## Requests
a – Answer these from the Wharton letter introduction below:
(i) What reference number does the UK National Archives give the original letter?
(ii) Which town does Wharton leave this week, and where does he go?
(iii) Which tag leads to the rest of the series?
b – Rewrite the paragraph of the Wharton letter introduction that begins "This post is part of a series" as a short bulleted list that keeps its main facts.

## Begin Excerpted passage

This post is part of a series of letters from parliamentary soldier Nehemiah Wharton during the English Civil War, which will be posted on the anniversary of the day they were written. For more information see the introduction. To find the rest of the series, use the “wharton letters” tag. The original of this letter is held by the UK National Archives, reference SP 16/492/2, ff. 3-4. The text of the letter is out of copyright. Images are available for non-commercial use only at Flickr (click on folio numbers for individual page images).
This week, Wharton moves from Coventry to Northampton, witnesses carnivalesque mockery of authority figures, suffers illness, and drinks strong beer, plus the usual pillaging and poaching.

## End Excerpted passage
## Begin Excerpted data

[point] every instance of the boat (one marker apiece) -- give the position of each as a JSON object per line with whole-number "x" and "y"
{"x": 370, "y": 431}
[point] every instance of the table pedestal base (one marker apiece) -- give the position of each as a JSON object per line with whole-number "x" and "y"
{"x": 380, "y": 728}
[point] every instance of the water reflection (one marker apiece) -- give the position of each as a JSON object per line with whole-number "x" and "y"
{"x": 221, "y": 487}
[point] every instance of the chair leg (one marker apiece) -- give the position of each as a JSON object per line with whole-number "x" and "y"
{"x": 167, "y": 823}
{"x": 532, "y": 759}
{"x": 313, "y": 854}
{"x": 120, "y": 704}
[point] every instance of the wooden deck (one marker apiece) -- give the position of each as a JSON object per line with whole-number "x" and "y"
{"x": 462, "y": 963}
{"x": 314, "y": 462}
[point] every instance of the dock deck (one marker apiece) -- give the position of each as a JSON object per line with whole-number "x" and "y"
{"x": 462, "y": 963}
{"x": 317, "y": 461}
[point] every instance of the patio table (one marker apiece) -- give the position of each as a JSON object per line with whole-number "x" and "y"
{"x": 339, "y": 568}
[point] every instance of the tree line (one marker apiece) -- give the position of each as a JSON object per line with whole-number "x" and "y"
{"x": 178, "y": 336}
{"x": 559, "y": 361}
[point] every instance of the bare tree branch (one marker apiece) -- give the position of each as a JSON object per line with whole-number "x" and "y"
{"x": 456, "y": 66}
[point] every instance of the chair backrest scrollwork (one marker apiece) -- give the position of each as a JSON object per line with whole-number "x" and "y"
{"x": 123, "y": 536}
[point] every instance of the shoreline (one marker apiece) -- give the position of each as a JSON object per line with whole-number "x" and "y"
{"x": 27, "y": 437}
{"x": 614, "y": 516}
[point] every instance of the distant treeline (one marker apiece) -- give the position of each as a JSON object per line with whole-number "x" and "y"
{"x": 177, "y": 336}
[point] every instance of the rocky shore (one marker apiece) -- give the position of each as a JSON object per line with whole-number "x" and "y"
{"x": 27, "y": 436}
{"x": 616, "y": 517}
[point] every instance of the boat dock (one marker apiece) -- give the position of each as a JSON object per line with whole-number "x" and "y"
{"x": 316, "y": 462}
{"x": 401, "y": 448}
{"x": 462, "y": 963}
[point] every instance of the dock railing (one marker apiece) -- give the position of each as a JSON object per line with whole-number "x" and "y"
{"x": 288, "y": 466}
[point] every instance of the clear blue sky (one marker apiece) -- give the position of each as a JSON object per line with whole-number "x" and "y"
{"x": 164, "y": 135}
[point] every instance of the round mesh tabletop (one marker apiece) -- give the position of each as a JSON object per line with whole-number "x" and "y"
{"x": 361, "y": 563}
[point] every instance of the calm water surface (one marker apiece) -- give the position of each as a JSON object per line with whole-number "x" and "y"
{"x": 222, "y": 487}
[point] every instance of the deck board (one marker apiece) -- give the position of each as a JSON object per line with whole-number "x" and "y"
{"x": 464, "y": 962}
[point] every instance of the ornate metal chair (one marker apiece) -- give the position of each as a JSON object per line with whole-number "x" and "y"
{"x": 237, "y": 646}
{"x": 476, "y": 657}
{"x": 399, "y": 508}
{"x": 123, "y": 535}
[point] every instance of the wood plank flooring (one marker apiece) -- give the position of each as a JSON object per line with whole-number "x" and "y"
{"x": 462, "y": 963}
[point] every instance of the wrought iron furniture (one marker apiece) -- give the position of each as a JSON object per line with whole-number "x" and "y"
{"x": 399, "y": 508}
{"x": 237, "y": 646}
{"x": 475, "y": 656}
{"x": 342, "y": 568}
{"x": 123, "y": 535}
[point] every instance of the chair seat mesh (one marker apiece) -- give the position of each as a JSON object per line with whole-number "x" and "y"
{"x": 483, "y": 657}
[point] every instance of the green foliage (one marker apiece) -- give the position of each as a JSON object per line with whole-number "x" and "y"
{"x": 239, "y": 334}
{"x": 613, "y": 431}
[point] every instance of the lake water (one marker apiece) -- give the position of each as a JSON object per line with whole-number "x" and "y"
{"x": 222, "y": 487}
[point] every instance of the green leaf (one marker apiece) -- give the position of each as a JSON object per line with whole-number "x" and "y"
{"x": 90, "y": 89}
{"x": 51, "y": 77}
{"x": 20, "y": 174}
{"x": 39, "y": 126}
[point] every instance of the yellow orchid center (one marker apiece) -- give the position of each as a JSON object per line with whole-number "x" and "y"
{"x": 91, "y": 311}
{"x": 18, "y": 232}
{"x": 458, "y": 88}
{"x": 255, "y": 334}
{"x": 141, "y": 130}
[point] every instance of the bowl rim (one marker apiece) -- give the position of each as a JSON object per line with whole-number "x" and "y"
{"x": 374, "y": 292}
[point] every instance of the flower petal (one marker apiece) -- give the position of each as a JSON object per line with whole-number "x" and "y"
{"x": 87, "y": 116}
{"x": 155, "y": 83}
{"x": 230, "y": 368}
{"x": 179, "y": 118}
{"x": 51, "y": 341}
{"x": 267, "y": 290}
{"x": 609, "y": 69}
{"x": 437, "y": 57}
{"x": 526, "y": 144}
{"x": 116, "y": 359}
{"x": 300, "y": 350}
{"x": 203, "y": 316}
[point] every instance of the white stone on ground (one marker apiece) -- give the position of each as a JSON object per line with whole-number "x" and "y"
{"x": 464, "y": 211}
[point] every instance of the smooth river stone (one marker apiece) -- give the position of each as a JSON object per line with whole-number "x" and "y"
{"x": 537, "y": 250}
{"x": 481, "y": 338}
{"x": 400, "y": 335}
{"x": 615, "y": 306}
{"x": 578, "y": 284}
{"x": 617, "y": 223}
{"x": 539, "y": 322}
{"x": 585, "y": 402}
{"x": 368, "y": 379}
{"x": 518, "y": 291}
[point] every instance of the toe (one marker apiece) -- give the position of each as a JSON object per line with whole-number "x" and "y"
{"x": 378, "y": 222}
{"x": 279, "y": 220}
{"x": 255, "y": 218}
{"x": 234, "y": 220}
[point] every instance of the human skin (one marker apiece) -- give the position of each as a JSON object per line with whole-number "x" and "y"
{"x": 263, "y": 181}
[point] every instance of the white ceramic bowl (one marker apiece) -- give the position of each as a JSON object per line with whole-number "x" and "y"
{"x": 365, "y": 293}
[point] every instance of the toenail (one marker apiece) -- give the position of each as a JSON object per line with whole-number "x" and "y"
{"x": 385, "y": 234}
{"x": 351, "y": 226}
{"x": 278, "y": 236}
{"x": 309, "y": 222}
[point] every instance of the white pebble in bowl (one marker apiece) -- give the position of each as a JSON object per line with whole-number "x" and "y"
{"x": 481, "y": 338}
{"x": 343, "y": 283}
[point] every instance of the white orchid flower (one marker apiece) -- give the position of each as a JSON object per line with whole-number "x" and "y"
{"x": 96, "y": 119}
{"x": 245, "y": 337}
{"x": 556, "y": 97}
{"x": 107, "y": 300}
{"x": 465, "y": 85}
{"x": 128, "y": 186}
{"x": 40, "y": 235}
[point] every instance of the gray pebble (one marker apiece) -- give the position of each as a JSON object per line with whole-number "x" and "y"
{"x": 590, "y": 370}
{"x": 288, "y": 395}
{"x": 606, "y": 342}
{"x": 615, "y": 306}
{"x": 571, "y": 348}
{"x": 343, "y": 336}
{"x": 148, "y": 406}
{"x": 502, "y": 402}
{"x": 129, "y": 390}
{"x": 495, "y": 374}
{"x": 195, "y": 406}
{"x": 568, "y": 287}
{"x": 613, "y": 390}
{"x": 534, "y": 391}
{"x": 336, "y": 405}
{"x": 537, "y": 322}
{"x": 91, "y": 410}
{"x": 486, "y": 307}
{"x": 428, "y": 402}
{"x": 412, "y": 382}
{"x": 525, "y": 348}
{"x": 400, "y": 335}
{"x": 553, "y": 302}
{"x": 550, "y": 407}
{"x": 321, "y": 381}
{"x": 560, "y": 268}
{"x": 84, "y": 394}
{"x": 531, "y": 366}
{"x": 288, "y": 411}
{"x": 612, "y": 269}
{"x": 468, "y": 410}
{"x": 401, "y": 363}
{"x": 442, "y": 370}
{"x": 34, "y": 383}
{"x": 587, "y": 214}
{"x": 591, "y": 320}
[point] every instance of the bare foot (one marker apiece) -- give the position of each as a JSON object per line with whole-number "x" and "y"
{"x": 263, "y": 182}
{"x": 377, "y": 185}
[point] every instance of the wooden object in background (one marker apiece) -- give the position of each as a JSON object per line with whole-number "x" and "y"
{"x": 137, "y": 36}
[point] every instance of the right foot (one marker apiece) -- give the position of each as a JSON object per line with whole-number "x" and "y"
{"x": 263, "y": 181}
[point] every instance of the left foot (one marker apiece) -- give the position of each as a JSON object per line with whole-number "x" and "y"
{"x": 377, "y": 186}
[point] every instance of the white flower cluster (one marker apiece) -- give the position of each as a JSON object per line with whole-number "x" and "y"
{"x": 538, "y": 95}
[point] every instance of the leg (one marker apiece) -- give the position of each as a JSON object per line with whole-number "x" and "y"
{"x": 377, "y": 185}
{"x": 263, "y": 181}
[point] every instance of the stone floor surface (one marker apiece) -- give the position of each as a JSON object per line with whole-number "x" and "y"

## End Excerpted data

## The responses
a –
(i) SP 16/492/2, ff. 3-4
(ii) He leaves Coventry for Northampton.
(iii) The “wharton letters” tag

b –
- The post belongs to a series of letters from Nehemiah Wharton, a parliamentary soldier in the English Civil War.
- Each letter is posted on the anniversary of the day it was written.
- The introduction gives more information, and the “wharton letters” tag finds the rest of the series.
- The original is held by the UK National Archives, reference SP 16/492/2, ff. 3-4.
- The text is out of copyright.
- Images on Flickr may be used for non-commercial purposes only. Clicking a folio number opens that page's image.